* [課題内容]:
以下の山行報告を読んで答えてください。
(a) 登攀者は誰で、何人で登りましたか。
(b) ベースを撤収したのは何月何日ですか。
(c) トール西壁を初めて見た偵察は何年に、どのくらいの期間で行われましたか。

··· 原文抜粋

バフィン島(カナダ)トール西壁West Faceルート
2007年度山行報告 (C) 昭和山岳会(東京都山岳連盟)
期間 2007年7月4日から2007年8月4日
7/10ベース設置。fix7/15、goup7/17から7/23第2バンド(最高到達地点)7/24取付き地点に下山。7/26ベースに荷下げ完了。7/29ベース撤収。
登攀者:米田渉(単独)

■きっかけ
1991年のダウラギリに参加したが落石に巻き込まれほとんど登山することなく下山するはめになったのがきっかけで、1992年、1993年とヨセミテに通いビックウォールにトライした。このとき初めてソロ登攀を行い、タンジェリントリップ(A3)、ゼンヤッタメンダータ(A5)を登ることができた。また、キャンプ4で出会ったクライマーには影響を受け、特に同じくソロクライミング志向の阿部剛とは次は極地のビックウォールだよねえ、パタゴニアかバフィン島かなあと話をしていた。その後、私は就職をしてしまい想いはあれど、クライミングに時間がとれない日々が続いていた。一方阿部さんはソロクライミングの技術を高め、望みをかなえ1996年、1997年とバフィン島のトール西壁の新ルートへトライしていた。しかし彼は1997年のトライ時にヘッドウォールにて墜死してしまった。自分は彼との約束を果たしていないことがとても気になり、2000年にバフィン島に2週間で偵察(トレッキング)に出かけ初めてトール西壁を見ることができた。しかし、仕事を休めるものなのか本当に行けるのか難しいのではと思い、その後もぐずぐずと日を過ごしてしまっていた。仕事も楽しかったのも事実である。だが、その楽しい仕事の過労でうつ病を患いクライミングどころか日常生活もまともにできない月日を送るはめになってしまった。このとき、人生でやりたいと思ったことは絶対やらないと後悔してしまう、病気を治したら周りの迷惑かまわず、バフィン島に行かねばと思うようになった。

······
··· データ一覧

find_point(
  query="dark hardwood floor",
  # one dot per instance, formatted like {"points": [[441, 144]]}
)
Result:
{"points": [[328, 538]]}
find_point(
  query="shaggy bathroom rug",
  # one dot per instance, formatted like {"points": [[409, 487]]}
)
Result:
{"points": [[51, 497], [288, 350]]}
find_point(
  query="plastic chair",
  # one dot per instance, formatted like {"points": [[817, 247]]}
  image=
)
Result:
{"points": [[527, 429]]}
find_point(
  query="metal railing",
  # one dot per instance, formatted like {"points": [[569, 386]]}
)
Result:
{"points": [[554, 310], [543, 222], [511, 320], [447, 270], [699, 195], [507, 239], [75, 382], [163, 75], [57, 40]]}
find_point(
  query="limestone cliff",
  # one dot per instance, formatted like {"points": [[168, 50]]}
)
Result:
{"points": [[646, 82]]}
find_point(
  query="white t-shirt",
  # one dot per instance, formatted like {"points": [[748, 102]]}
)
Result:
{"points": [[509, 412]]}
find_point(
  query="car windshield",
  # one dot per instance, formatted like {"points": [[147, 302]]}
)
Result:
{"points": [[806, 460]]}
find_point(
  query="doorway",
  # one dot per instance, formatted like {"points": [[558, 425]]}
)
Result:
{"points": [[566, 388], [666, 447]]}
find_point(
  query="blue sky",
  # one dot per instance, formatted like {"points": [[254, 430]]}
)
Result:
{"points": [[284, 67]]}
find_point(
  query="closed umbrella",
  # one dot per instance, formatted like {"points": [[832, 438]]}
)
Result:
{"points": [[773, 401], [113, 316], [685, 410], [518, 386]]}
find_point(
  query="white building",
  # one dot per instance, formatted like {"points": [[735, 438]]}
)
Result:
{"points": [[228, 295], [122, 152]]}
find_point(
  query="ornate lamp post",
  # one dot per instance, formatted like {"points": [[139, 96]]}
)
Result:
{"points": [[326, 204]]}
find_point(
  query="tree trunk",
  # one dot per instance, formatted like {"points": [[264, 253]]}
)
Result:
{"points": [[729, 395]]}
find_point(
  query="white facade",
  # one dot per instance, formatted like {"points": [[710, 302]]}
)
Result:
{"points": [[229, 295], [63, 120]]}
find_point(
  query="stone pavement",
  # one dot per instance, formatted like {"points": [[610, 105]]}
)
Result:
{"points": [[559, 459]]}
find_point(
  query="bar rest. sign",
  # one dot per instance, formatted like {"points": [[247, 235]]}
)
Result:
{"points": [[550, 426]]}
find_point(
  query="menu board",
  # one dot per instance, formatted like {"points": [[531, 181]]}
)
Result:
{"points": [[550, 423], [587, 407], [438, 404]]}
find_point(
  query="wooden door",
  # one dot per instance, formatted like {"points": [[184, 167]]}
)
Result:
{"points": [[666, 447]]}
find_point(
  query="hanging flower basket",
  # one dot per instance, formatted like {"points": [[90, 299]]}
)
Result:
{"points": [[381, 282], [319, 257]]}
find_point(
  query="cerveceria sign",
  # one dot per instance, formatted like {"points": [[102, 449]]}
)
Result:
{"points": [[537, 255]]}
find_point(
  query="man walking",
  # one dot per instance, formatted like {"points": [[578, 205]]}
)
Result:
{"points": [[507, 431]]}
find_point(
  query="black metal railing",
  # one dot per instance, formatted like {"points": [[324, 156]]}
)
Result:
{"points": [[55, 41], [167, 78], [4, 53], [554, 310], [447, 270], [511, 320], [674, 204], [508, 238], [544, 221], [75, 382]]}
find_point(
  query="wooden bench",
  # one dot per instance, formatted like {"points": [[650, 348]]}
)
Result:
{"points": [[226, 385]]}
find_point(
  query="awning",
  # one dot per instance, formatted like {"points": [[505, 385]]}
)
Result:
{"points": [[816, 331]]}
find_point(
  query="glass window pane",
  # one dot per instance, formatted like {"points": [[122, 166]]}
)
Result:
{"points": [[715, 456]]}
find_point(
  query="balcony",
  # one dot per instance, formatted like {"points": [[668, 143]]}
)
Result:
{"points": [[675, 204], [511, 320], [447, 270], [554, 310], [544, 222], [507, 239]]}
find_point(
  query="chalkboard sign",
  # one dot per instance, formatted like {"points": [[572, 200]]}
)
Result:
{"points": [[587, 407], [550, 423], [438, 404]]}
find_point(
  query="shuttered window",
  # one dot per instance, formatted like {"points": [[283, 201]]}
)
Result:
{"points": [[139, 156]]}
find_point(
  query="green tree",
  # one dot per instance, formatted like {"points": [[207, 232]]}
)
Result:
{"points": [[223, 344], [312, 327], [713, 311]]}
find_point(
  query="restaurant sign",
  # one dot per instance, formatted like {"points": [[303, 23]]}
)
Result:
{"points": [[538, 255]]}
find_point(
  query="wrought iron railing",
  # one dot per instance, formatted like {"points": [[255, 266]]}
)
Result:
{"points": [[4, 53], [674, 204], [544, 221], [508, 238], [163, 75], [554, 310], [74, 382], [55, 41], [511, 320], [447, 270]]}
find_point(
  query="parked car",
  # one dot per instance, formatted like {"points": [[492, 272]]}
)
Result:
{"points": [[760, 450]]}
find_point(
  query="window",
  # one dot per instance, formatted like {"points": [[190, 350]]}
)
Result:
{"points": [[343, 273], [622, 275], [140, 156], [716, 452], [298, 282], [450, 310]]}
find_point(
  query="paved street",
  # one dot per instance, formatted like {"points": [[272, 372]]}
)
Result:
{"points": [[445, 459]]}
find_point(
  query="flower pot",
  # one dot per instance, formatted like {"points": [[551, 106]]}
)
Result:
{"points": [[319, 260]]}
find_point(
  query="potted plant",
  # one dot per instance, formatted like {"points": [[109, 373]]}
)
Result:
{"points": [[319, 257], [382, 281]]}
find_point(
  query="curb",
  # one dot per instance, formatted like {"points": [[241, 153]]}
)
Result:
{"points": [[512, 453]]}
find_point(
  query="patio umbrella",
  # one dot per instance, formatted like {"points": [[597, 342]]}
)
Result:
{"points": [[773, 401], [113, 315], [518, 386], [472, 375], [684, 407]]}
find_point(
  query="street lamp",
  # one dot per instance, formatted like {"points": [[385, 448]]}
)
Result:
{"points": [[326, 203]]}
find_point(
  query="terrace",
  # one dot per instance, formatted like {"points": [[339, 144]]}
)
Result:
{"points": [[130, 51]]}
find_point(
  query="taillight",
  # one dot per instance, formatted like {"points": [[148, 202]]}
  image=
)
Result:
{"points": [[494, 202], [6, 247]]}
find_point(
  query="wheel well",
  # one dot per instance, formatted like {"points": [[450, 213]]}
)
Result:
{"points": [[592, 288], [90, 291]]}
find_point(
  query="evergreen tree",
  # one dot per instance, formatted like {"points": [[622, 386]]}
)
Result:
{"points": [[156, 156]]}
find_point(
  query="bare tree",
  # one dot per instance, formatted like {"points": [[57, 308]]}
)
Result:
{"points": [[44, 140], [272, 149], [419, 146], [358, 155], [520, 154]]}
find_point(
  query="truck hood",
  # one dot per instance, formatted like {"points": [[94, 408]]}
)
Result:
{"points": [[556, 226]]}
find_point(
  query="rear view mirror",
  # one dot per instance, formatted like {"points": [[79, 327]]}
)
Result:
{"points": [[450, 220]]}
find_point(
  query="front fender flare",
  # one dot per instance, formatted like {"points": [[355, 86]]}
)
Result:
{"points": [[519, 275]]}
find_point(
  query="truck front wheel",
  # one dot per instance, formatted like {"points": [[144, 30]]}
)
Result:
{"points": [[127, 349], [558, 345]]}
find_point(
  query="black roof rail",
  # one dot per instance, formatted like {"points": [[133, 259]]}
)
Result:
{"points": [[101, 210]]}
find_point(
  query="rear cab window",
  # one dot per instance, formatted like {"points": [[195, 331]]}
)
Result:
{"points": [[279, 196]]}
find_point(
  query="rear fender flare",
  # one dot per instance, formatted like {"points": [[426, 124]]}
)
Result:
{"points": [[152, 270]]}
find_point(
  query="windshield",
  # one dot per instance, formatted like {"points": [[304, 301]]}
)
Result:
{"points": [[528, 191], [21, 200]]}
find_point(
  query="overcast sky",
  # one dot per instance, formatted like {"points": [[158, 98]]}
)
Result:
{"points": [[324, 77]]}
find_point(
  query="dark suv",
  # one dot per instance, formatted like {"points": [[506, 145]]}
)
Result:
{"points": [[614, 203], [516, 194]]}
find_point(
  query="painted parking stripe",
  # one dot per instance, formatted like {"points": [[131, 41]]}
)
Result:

······

* [解答例]:
(a) 米田渉が単独で登った。
(b) 7月29日。
(c) 2000年に2週間。